* **Extracted entries**
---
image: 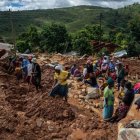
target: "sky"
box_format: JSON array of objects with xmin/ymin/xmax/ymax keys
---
[{"xmin": 0, "ymin": 0, "xmax": 140, "ymax": 11}]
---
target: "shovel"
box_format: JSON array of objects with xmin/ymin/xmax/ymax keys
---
[{"xmin": 48, "ymin": 82, "xmax": 60, "ymax": 96}]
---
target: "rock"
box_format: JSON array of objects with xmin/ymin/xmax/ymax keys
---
[
  {"xmin": 85, "ymin": 105, "xmax": 90, "ymax": 109},
  {"xmin": 81, "ymin": 89, "xmax": 86, "ymax": 94},
  {"xmin": 74, "ymin": 95, "xmax": 78, "ymax": 99},
  {"xmin": 79, "ymin": 101, "xmax": 84, "ymax": 105},
  {"xmin": 78, "ymin": 99, "xmax": 82, "ymax": 102},
  {"xmin": 125, "ymin": 120, "xmax": 140, "ymax": 128},
  {"xmin": 81, "ymin": 85, "xmax": 86, "ymax": 89},
  {"xmin": 36, "ymin": 118, "xmax": 44, "ymax": 128},
  {"xmin": 78, "ymin": 95, "xmax": 84, "ymax": 99},
  {"xmin": 86, "ymin": 87, "xmax": 97, "ymax": 94},
  {"xmin": 118, "ymin": 123, "xmax": 124, "ymax": 132},
  {"xmin": 118, "ymin": 128, "xmax": 140, "ymax": 140},
  {"xmin": 85, "ymin": 87, "xmax": 100, "ymax": 100},
  {"xmin": 95, "ymin": 103, "xmax": 99, "ymax": 108},
  {"xmin": 85, "ymin": 93, "xmax": 98, "ymax": 100},
  {"xmin": 77, "ymin": 91, "xmax": 81, "ymax": 95},
  {"xmin": 0, "ymin": 83, "xmax": 8, "ymax": 89},
  {"xmin": 63, "ymin": 110, "xmax": 69, "ymax": 117},
  {"xmin": 48, "ymin": 125, "xmax": 54, "ymax": 132},
  {"xmin": 46, "ymin": 121, "xmax": 52, "ymax": 125},
  {"xmin": 68, "ymin": 93, "xmax": 73, "ymax": 98}
]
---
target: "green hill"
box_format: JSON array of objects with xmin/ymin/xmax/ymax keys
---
[{"xmin": 0, "ymin": 3, "xmax": 140, "ymax": 42}]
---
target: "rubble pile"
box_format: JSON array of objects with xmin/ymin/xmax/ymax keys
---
[
  {"xmin": 0, "ymin": 49, "xmax": 6, "ymax": 58},
  {"xmin": 122, "ymin": 58, "xmax": 140, "ymax": 78},
  {"xmin": 26, "ymin": 97, "xmax": 75, "ymax": 122},
  {"xmin": 0, "ymin": 61, "xmax": 77, "ymax": 139},
  {"xmin": 4, "ymin": 56, "xmax": 140, "ymax": 139}
]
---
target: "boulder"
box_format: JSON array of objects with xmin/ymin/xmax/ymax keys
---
[
  {"xmin": 118, "ymin": 128, "xmax": 140, "ymax": 140},
  {"xmin": 86, "ymin": 87, "xmax": 97, "ymax": 94},
  {"xmin": 125, "ymin": 120, "xmax": 140, "ymax": 128},
  {"xmin": 74, "ymin": 95, "xmax": 78, "ymax": 99}
]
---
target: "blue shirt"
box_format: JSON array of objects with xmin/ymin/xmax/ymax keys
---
[{"xmin": 22, "ymin": 58, "xmax": 29, "ymax": 69}]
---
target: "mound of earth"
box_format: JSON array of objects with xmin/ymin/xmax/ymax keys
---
[{"xmin": 26, "ymin": 97, "xmax": 75, "ymax": 122}]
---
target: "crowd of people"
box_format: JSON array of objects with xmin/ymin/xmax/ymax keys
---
[
  {"xmin": 7, "ymin": 55, "xmax": 42, "ymax": 92},
  {"xmin": 69, "ymin": 55, "xmax": 140, "ymax": 122},
  {"xmin": 6, "ymin": 54, "xmax": 140, "ymax": 122}
]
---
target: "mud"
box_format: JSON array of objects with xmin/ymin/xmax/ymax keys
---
[{"xmin": 3, "ymin": 57, "xmax": 140, "ymax": 139}]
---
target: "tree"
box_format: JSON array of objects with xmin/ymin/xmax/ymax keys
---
[
  {"xmin": 127, "ymin": 17, "xmax": 140, "ymax": 56},
  {"xmin": 108, "ymin": 29, "xmax": 117, "ymax": 42},
  {"xmin": 40, "ymin": 23, "xmax": 69, "ymax": 53},
  {"xmin": 85, "ymin": 25, "xmax": 103, "ymax": 40},
  {"xmin": 128, "ymin": 17, "xmax": 140, "ymax": 42},
  {"xmin": 27, "ymin": 26, "xmax": 40, "ymax": 47},
  {"xmin": 16, "ymin": 40, "xmax": 30, "ymax": 53},
  {"xmin": 72, "ymin": 25, "xmax": 104, "ymax": 55},
  {"xmin": 72, "ymin": 30, "xmax": 92, "ymax": 55},
  {"xmin": 0, "ymin": 36, "xmax": 5, "ymax": 43},
  {"xmin": 16, "ymin": 25, "xmax": 40, "ymax": 52},
  {"xmin": 115, "ymin": 32, "xmax": 128, "ymax": 49}
]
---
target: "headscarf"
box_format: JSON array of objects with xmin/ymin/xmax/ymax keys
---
[
  {"xmin": 55, "ymin": 65, "xmax": 62, "ymax": 71},
  {"xmin": 31, "ymin": 58, "xmax": 37, "ymax": 63},
  {"xmin": 107, "ymin": 77, "xmax": 114, "ymax": 86}
]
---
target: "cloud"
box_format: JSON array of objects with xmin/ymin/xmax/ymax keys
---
[{"xmin": 0, "ymin": 0, "xmax": 140, "ymax": 11}]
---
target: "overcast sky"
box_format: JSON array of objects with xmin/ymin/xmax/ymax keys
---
[{"xmin": 0, "ymin": 0, "xmax": 140, "ymax": 11}]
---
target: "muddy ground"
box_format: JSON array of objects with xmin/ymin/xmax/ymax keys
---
[{"xmin": 0, "ymin": 56, "xmax": 139, "ymax": 140}]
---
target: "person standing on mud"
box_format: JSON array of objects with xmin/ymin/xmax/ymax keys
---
[
  {"xmin": 15, "ymin": 60, "xmax": 22, "ymax": 84},
  {"xmin": 49, "ymin": 66, "xmax": 70, "ymax": 101},
  {"xmin": 21, "ymin": 57, "xmax": 29, "ymax": 81},
  {"xmin": 109, "ymin": 82, "xmax": 134, "ymax": 122},
  {"xmin": 117, "ymin": 63, "xmax": 125, "ymax": 91},
  {"xmin": 26, "ymin": 56, "xmax": 33, "ymax": 85},
  {"xmin": 31, "ymin": 58, "xmax": 42, "ymax": 92},
  {"xmin": 103, "ymin": 78, "xmax": 115, "ymax": 121}
]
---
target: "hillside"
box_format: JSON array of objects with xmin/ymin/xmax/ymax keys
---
[{"xmin": 0, "ymin": 3, "xmax": 140, "ymax": 41}]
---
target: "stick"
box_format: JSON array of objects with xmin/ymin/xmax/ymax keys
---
[{"xmin": 48, "ymin": 82, "xmax": 59, "ymax": 96}]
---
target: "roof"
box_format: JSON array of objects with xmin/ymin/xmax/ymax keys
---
[{"xmin": 0, "ymin": 42, "xmax": 13, "ymax": 51}]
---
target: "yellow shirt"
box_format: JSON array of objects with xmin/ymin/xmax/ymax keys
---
[
  {"xmin": 15, "ymin": 67, "xmax": 21, "ymax": 74},
  {"xmin": 54, "ymin": 70, "xmax": 69, "ymax": 85}
]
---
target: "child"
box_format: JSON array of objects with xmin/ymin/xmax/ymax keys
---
[{"xmin": 15, "ymin": 61, "xmax": 22, "ymax": 84}]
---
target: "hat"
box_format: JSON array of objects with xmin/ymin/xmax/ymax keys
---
[
  {"xmin": 31, "ymin": 58, "xmax": 37, "ymax": 63},
  {"xmin": 55, "ymin": 65, "xmax": 62, "ymax": 71},
  {"xmin": 107, "ymin": 77, "xmax": 114, "ymax": 85}
]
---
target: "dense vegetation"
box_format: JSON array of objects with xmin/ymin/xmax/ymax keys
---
[{"xmin": 0, "ymin": 3, "xmax": 140, "ymax": 56}]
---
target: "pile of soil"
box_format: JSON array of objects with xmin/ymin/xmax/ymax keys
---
[
  {"xmin": 26, "ymin": 97, "xmax": 75, "ymax": 122},
  {"xmin": 122, "ymin": 58, "xmax": 140, "ymax": 76},
  {"xmin": 72, "ymin": 115, "xmax": 117, "ymax": 140}
]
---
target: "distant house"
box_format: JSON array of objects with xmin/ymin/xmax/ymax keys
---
[
  {"xmin": 0, "ymin": 42, "xmax": 13, "ymax": 51},
  {"xmin": 90, "ymin": 40, "xmax": 119, "ymax": 53}
]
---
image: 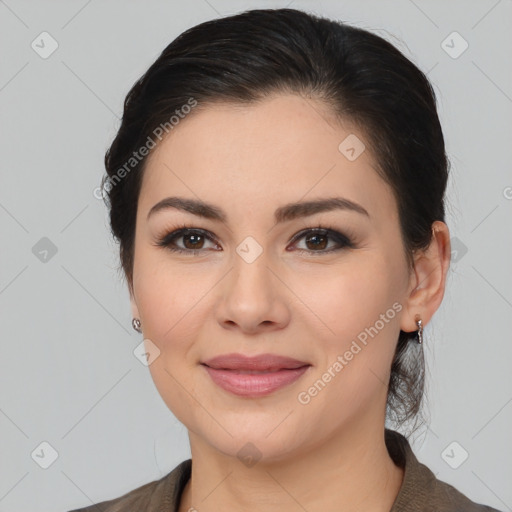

* **Task directions**
Where the word "pile" occurs in a line of the records, copy that line.

* **Output for this exercise**
target: "rubble pile"
target: "pile of soil"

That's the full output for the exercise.